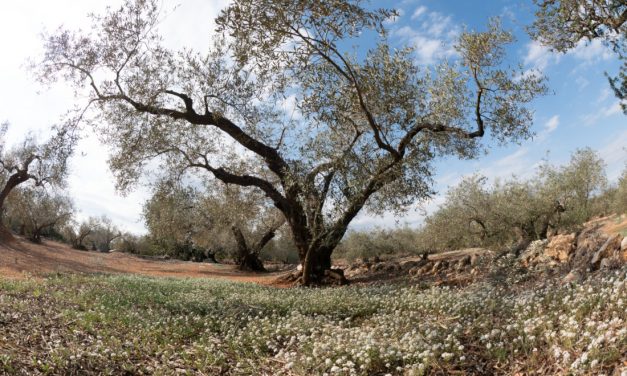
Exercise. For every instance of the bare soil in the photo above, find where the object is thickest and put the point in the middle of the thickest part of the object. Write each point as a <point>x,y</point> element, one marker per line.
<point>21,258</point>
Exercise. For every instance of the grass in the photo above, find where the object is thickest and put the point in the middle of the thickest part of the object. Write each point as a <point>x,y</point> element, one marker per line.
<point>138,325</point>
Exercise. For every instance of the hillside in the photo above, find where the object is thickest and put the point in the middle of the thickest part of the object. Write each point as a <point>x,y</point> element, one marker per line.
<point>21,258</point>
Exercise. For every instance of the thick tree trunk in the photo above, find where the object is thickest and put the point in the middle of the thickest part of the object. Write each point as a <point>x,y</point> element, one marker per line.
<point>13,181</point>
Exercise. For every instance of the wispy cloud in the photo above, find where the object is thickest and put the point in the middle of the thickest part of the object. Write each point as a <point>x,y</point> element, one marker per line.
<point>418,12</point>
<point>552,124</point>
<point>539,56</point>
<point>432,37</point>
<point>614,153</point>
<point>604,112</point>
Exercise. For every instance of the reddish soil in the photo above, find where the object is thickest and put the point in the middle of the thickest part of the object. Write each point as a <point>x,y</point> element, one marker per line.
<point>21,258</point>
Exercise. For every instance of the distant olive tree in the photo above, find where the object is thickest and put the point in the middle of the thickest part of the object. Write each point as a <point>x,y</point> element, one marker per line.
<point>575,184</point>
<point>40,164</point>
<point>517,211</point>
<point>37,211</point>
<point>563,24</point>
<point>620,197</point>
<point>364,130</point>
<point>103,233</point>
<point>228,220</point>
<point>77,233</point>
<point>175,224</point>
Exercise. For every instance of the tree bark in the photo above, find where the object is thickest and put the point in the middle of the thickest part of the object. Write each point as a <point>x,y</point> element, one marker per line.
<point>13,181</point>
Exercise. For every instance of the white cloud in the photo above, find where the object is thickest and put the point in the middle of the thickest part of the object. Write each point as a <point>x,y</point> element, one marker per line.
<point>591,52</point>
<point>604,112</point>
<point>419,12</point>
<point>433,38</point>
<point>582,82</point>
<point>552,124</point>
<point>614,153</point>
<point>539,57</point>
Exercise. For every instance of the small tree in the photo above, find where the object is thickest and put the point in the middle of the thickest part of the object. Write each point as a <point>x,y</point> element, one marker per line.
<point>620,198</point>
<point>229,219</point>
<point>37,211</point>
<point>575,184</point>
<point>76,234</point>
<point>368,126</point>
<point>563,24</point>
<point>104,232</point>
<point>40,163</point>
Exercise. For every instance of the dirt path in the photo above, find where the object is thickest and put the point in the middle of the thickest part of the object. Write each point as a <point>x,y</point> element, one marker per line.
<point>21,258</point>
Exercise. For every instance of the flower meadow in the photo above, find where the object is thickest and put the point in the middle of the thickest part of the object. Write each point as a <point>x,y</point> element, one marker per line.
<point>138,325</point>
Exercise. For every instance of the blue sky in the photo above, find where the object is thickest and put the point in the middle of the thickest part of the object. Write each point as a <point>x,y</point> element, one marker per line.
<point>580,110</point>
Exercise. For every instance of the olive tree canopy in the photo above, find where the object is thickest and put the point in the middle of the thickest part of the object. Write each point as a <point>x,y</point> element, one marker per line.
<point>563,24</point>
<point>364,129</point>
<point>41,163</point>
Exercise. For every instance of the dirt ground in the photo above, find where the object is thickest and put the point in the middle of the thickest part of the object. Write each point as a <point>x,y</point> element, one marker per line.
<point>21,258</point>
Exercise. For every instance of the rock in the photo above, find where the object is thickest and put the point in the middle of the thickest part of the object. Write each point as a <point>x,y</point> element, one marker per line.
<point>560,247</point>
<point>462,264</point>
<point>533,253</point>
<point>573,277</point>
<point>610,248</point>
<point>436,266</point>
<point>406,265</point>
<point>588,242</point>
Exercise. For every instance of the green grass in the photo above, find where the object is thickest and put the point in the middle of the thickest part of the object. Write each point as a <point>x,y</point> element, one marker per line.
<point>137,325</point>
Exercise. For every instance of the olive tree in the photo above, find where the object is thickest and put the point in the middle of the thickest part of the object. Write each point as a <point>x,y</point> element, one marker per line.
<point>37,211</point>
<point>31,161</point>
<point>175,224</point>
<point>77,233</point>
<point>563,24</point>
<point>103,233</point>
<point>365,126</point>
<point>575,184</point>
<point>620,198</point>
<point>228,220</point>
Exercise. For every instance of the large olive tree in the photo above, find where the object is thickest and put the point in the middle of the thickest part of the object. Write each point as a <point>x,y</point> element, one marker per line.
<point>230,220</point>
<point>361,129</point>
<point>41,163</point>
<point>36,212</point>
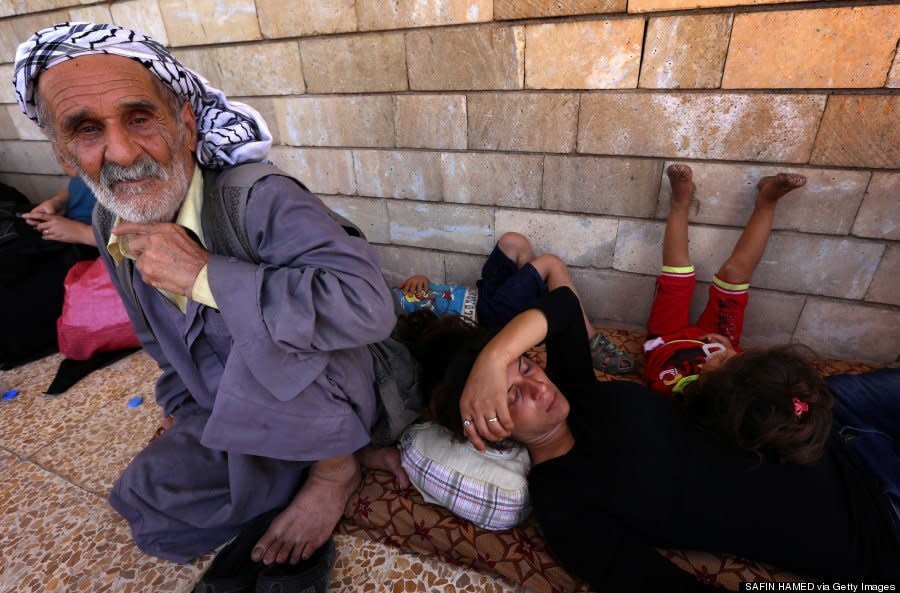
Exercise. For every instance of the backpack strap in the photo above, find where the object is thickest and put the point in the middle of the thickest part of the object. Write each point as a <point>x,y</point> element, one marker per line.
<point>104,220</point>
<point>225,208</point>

**Required work**
Copy all the records above, swapping every "thickest part" for "widest part" and leaving everything else unchanged. Leave the pictures out.

**Task answer**
Exercise. For every instance of the bare soil in the photo above, find where the object is thickest and put the point in the middle of the widest part of the object. Write each point as a <point>x,y</point> element, one marker per line.
<point>21,258</point>
Exercise. For every instance of the grass in the photo above, find where the object is thickest and put the point in the middle of the widest part of the object. Write each point as a <point>x,y</point> element, one marker per line.
<point>138,325</point>
Exercise. For every instance of the hillside in the photo above, find where the object is thickest and put the point in the middle of the widest part of the object. Write each point as a <point>x,y</point> element, one marker per line.
<point>21,258</point>
Exercise. For every instance of the thick tree trunk in the photo above, find where the object is thickest and put the point in the middle of the widest part of the object. Write each point as a <point>x,y</point> element, one marker per line.
<point>13,181</point>
Exercise. For every instance of the wispy cloud in the photo above, find where the object is thickest and put the point in the middle of the widest part of the object. Write each point as a <point>x,y</point> element, one marker per line.
<point>418,12</point>
<point>552,124</point>
<point>539,56</point>
<point>432,37</point>
<point>614,153</point>
<point>604,112</point>
Exercise. For every instance of the reddish soil in the photo above, find where the object is thickest and put the point in the middle of the widest part of the object. Write each point as a <point>x,y</point> element, one marker per line.
<point>21,258</point>
Exercise. For every instance of the distant olive tree in the photo above, find where the object is thickest and put the point in the middle of the widest part of the object. Write each point as a <point>x,y</point> element, one marker per line.
<point>575,184</point>
<point>40,164</point>
<point>517,211</point>
<point>37,211</point>
<point>563,24</point>
<point>620,197</point>
<point>364,130</point>
<point>103,233</point>
<point>228,220</point>
<point>77,233</point>
<point>175,224</point>
Exercise. For every instance of the tree bark in the photo above, find where the object is thickest and put the point in the middle of the widest part of the object. Write each point as a <point>x,y</point> element, one marker per line.
<point>13,181</point>
Exercise. For every instance of the white cloud in the photo above, find where the object is thickest and put the point in the middle of the widest part of the object. Write each point as a <point>x,y</point> element, one marker per line.
<point>591,52</point>
<point>604,112</point>
<point>419,12</point>
<point>433,38</point>
<point>582,82</point>
<point>552,124</point>
<point>614,153</point>
<point>539,57</point>
Exercise. For every instance of the small tree in the photo above, find where the object is thickest and put the point in the middle of the widest part of the object. Write each point as a <point>x,y</point> element, one marker per line.
<point>620,198</point>
<point>229,219</point>
<point>37,211</point>
<point>575,184</point>
<point>76,234</point>
<point>368,126</point>
<point>563,24</point>
<point>104,232</point>
<point>40,163</point>
Exercise. For every instance of the dirt path in the photo above, find where the object is thickest and put the point in the middle of the widest part of the object. Write each point as a <point>x,y</point> element, one marker per line.
<point>21,258</point>
Exercise. For every instance of the flower meadow in the photo above, find where the object is thickest and put the point in the middle of the widest part of the object. Write each point as a <point>x,y</point> element, one marker per line.
<point>138,325</point>
Exercise. For every instance of the blue sky in the photo above, find where the object is thickest and put the point in the middle of the widest part of the object. Write each point as a <point>x,y</point> element, one marker per line.
<point>580,110</point>
Exercise. For every instance of the olive tree canopy in the photo above, find where the object is thickest and put the point in the middle of the widest part of the object. Write each point as a <point>x,y</point> element, one marker per line.
<point>563,24</point>
<point>364,129</point>
<point>41,163</point>
Exercise. For every instance of the dirt ground in the photo above, find where the object is thickest and put the point in the middle of the widest part of the object. Write each point as a <point>x,y</point> element, one marker per line.
<point>21,258</point>
Exercise. For every instance of the rock in the photo above, find where the object is thickest and put the point in the middle of the widest part of the object. Write each point as a <point>x,y</point> element, one marker per line.
<point>560,247</point>
<point>462,264</point>
<point>533,253</point>
<point>573,277</point>
<point>610,248</point>
<point>436,266</point>
<point>406,265</point>
<point>588,242</point>
Exercise. For every instance of the green grass in the photo above, find where the object is thickest and put the point in the middle of the widest part of the object. Write each point as a <point>x,y</point> element, one marker per line.
<point>137,325</point>
Exercise. For every instance of the olive tree in the photo above, find where the object is thickest and put the point in the middle of the widest part of the object. Write each point as a <point>x,y</point> element, one marker per line.
<point>37,211</point>
<point>31,161</point>
<point>175,224</point>
<point>77,233</point>
<point>563,24</point>
<point>103,233</point>
<point>365,126</point>
<point>575,184</point>
<point>620,198</point>
<point>228,220</point>
Exercise. For every instance of the large olive tree in the photo above, find where the object is thickest and put the point in the middle of the widest part of the object. Write each point as a <point>x,y</point> element, one marker per line.
<point>230,220</point>
<point>361,129</point>
<point>41,163</point>
<point>36,212</point>
Exercise. For every instance of the backpack strap in the photo above, find where the object is thickest and put the point in the middle of the widest part of the object. Write each point as a <point>x,y</point> element, one marker per line.
<point>104,220</point>
<point>225,208</point>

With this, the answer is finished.